— START —

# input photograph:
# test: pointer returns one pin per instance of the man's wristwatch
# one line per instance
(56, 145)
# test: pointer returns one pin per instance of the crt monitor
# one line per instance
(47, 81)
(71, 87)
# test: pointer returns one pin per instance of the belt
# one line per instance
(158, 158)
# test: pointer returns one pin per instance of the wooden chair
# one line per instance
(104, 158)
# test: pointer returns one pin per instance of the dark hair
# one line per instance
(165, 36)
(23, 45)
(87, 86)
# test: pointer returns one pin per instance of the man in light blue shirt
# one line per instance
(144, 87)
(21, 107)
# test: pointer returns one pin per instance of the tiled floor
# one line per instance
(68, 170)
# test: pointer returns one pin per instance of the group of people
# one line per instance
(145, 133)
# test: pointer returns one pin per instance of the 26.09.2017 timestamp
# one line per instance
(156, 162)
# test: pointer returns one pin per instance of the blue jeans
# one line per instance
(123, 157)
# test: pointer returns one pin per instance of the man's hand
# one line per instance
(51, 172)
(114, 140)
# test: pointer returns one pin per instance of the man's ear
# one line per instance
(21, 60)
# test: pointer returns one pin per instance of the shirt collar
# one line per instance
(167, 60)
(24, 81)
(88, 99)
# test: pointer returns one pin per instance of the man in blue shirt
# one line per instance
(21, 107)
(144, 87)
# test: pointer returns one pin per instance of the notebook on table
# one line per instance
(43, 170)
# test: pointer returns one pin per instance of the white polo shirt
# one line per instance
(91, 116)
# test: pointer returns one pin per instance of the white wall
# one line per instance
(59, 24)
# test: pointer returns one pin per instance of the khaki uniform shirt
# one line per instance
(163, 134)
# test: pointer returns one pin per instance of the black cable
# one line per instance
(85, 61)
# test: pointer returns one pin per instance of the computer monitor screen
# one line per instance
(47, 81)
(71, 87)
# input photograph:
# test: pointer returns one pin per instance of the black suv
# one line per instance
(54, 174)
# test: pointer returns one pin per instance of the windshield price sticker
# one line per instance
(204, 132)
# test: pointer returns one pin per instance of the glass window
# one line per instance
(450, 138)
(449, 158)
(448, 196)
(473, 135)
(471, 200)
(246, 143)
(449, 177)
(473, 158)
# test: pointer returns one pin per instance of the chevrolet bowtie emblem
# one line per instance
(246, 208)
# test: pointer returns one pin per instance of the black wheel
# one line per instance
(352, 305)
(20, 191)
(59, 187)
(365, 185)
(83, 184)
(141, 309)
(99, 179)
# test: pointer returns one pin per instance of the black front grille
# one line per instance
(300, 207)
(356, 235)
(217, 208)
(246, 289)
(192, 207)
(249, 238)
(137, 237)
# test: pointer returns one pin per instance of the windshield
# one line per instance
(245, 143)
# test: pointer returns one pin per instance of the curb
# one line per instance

— END —

Exercise goal: Every record above needs to be repeated word for word.

Full answer:
# input photograph:
# test: pointer returns one pin per instance of the man's wristwatch
# one line per instance
(56, 145)
# test: pointer returns one pin per instance of the crt monitor
# one line per instance
(47, 81)
(71, 87)
# test: pointer returns one pin per instance of the belt
# one line per instance
(158, 158)
# test: pointer returns one pin per instance of the wooden chair
# one line per instance
(104, 158)
# test: pointer returns one pin per instance of the dark hair
# one line per instance
(165, 36)
(23, 45)
(87, 86)
# test: pointer returns one pin per instance of the man in light blue shirt
# one line per instance
(144, 87)
(21, 107)
# test: pointer returns one pin per instance of the tiled floor
# one line per instance
(68, 170)
# test: pointer returns one pin per instance of the group of people
# one line per instance
(145, 133)
# test: pointer returns one pin per instance of the 26.09.2017 timestamp
# one line per instance
(156, 162)
# test: pointer returns one pin per instance of the blue jeans
# one line per instance
(123, 157)
# test: pointer returns one pin per instance of the man's hand
# one line per instance
(51, 172)
(114, 140)
# test: pointer returns one pin per instance of the man's ear
# one line per instance
(21, 60)
# test: pointer returns one pin per instance of the shirt collar
# one line per instance
(167, 60)
(24, 81)
(88, 99)
# test: pointer returns one pin per instance of the man in blue shirt
# one line per instance
(21, 107)
(144, 87)
# test: pointer returns one pin per instance of the notebook on table
# one line per instance
(43, 170)
# test: pointer returns one pin per instance of the white polo shirt
# one line per instance
(91, 116)
# test: pointer returns one pin per instance of the white wall
# one line per instance
(59, 24)
# test: pointer returns one pin per instance of the khaki uniform shirt
# one line per instance
(163, 134)
# test: pointer returns one pin per instance of the black cable
# one line per instance
(85, 61)
# test: pointer returns one pin per instance of the computer monitor screen
# one line per instance
(47, 81)
(71, 87)
# input photograph:
# test: pointer returns one pin per instance of the black suv
# one line per instance
(54, 174)
# test: pointer returns one pin per instance of the windshield price sticker
# one line per instance
(204, 132)
# test: pointer returns one pin per instance of the glass window
# one line per instance
(450, 138)
(449, 158)
(448, 196)
(473, 135)
(471, 200)
(246, 143)
(449, 177)
(473, 158)
# test: pointer returns one pin per instance of the chevrolet bowtie emblem
# one line per instance
(246, 208)
# test: pointer returns one pin per instance of the black wheel
# one line per instance
(352, 305)
(20, 191)
(59, 187)
(365, 185)
(83, 184)
(141, 309)
(99, 179)
# test: pointer returns one pin per instance of the black front grille
# one line per instance
(300, 207)
(356, 235)
(217, 208)
(246, 289)
(192, 207)
(249, 238)
(137, 237)
# test: pointer returns one pin per instance of the windshield
# one line per instance
(245, 143)
# test: pointer returns one pin per instance of the curb
# one line per instance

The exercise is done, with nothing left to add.